> [Text section]
These are what we call the 'YMMV items.' Things that some people find in this work. We call them 'your mileage might vary' because not everyone sees these things in the same way. This starts discussions in the trope lists, a thing we don't want. Please use the discussion page if you'd like to discuss any of these items.
Broken Base: The We Don't Go To Ravenholm.. level of Half-Life 2. One side loves it because it's mostly a break from the traditional FPS gaming. Others hate it for this exact reason.
Complete Monster: Dr Wallace Breen since he built his career selling his planet (and his people) to a pure evil alien race for pure power lust.
Contested Sequel: Half-Life's Blue Shift and Half-Life 2's Episode One comes off as these.
Unlike Gearbox's Opposing Force expansion, Blue Shift didn't bring anything new to the Franchise other then a new armor system for playing as a security guard, and it's story turning out to be much shorter in length compared to the previous games. There's even a timeline that coincides with the original game where Blue Shift starts alongside the original game, but ends at the end of the Apprehension level.
For Episode One, it turned out to being much less content then the previous mentioned Blue Shift, bringing nothing new to the Franchise, and only lasting a short 5 chapters in length.
Demonic Spiders: The Overwatch Shotgun Soldiers added with Episode Two, then retroactively integrated into the previous two games. If they manage to close in on you, they can deal huge amounts of damage by using the shotgun's double-shell secondary fire. The game loves to put them right around corners where they'll gleefully exploit this.
Episode One and Episode Two have the Combine Overwatch Zombie. At first, it doesn't seem so bad, just a regular zombie with twice as much health. But then you realize that they can sprint, do more damage per hit, and most importantly, can whip out a grenade and suicide bomb you. That attack is nearly always a One-Hit Kill, and whenever you encounter a group of zombies at least one Zombine will use it, pulling out a grenade and sprinting at you. On the other hand, holding a grenade prevents them from sprinting, meaning if you're careful not to knock it out of their hand, and exploit the zombies' movements, you can use them against the horde, taking out a dozen zombies without ever firing a shot.

> [Records provided]
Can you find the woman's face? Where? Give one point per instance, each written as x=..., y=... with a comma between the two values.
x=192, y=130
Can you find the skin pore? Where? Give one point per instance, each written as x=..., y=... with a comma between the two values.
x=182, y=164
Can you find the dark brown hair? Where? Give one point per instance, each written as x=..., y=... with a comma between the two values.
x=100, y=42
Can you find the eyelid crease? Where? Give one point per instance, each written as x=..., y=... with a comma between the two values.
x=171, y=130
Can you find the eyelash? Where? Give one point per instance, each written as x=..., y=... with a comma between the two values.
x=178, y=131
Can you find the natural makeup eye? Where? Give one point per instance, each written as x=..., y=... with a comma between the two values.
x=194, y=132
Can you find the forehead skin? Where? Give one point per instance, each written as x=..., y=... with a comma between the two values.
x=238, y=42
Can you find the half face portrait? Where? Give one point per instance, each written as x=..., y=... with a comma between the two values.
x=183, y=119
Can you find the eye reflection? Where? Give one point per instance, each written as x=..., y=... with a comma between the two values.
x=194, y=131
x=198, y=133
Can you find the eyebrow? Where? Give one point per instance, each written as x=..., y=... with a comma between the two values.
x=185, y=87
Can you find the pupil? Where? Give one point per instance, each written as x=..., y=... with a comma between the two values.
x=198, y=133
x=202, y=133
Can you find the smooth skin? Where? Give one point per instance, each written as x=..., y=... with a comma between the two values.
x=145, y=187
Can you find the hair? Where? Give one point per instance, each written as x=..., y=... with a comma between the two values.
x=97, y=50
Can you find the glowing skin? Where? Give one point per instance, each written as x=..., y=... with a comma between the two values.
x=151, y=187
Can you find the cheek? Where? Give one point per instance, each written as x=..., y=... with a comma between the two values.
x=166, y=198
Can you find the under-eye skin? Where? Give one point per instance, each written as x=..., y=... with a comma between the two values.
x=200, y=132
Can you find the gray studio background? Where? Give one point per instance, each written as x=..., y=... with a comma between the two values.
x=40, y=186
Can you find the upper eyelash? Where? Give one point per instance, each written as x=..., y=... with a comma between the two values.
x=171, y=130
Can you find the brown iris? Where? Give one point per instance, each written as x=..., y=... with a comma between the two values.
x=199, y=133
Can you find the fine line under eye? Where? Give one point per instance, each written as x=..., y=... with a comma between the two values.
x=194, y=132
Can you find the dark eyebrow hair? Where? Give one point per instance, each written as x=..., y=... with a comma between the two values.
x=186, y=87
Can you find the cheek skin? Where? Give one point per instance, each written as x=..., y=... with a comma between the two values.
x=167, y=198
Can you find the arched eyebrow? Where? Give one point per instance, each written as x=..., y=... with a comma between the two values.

> [Problems and tasks]
• 1. Rewrite the part of the YMMV list that opens with the words containing "Broken Base: The" and closes with "off as these.", putting "Divisive Sequel" in place of "Contested Sequel".
• 2. Answer these questions from the YMMV list:
(a) Which character does it call a Complete Monster?
(b) How many chapters long is Episode One?
(c) What keeps a Combine Overwatch Zombie from sprinting?

> [Solutions]
• 1.
Broken Base: The We Don't Go To Ravenholm.. level of Half-Life 2. One side loves it because it's mostly a break from the traditional FPS gaming. Others hate it for this exact reason.
Complete Monster: Dr Wallace Breen since he built his career selling his planet (and his people) to a pure evil alien race for pure power lust.
Divisive Sequel: Half-Life's Blue Shift and Half-Life 2's Episode One comes off as these.

• 2.
(a) Dr Wallace Breen
(b) Five chapters
(c) Holding a grenade